QUOTED PASSAGE:
::::::::
4 hour block sounds like you have to have Mercedes Benz Sprinter kind of van. Mundelein and Lisle Dch packs my Prius with >50 packages at three hour block. I always have gone 1 - 2 hours over.. I need to get better.


----------



## crimson.snwbnny

Prius13 said:


> 4 hour block sounds like you have to have Mercedes Benz Sprinter kind of van. Mundelein and Lisle Dch packs my Prius with >50 packages at three hour block. I always have gone 1 - 2 hours over.. I need to get better.


i have a small suv gmc terrain. The packages are already in order. i load them in my car in the same order the warehouse gives them to me. that way im not hunting down packages. the envelope types i keep in basket on the passenger seat. at my first stop i'll look ahead on the itenary and pull out the next few deliveries and put them on the passenger seat as well. that way i can grab scan and deliver. most places i go are pretty secure i dont even turn off my car. (not to mention turning on and off car waste more gas) if driveway is avail i pull in and drop off, car running door still open.


----------



## Amsoil Uber Connect

Yes packing your car / suv, ( I saw a 90's 4Runner the other day) is key. Apts can be bad enough wasting time. I keep an Avon box on the front seat, had to use 2 of them once. 

Its the 4pm blocks that are numbered and if you read the numbers right you can tell if there are 2 or 3 pac's for one address.

The mornings, and late mornings you have to rely on the pick sheet group numbers. I messed up the other day cause the groups #'s were not in order as there video says lowest #'s are first. Well that's not the case, just follow the order they are in, first one's up front. It wasn't to bad, by half way through it straightened it self out and still finished on time. 59 pac's 48 stops.


----------



## CatchyMusicLover

You can still go in whatever order you want. My experience here in Vegas at least is if they are out of order, it's usually because a business or a school is in the earlier one.
::::::::
RAW DATA:
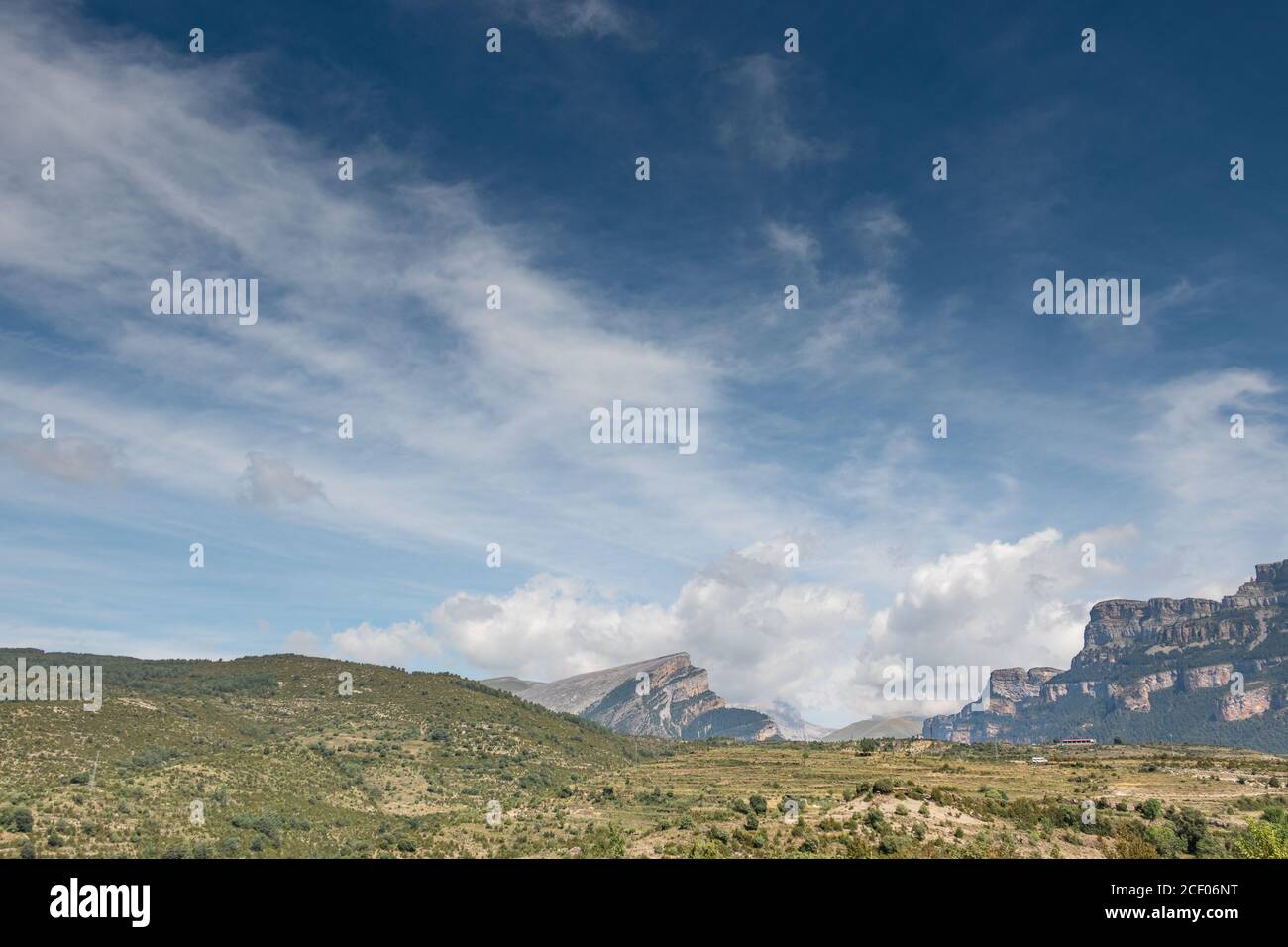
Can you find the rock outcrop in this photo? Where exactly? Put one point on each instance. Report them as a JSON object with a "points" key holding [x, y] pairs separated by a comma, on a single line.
{"points": [[1189, 671], [662, 697]]}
::::::::
OBJECTIVE 1: Name every vehicle model that the delivery-driving thread above mentions.
OBJECTIVE 2: Write out the delivery-driving thread between "Its the 4pm" and "the earlier one.", inclusive.

OUTPUT 1:
- Mercedes Benz Sprinter
- Prius
- GMC Terrain
- 4Runner

OUTPUT 2:
Its the 4pm blocks that are numbered and if you read the numbers right you can tell if there are 2 or 3 pac's for one address.

The mornings, and late mornings you have to rely on the pick sheet group numbers. I messed up the other day cause the groups #'s were not in order as there video says lowest #'s are first. Well that's not the case, just follow the order they are in, first one's up front. It wasn't to bad, by half way through it straightened it self out and still finished on time. 59 pac's 48 stops.


----------



## CatchyMusicLover

You can still go in whatever order you want. My experience here in Vegas at least is if they are out of order, it's usually because a business or a school is in the earlier one.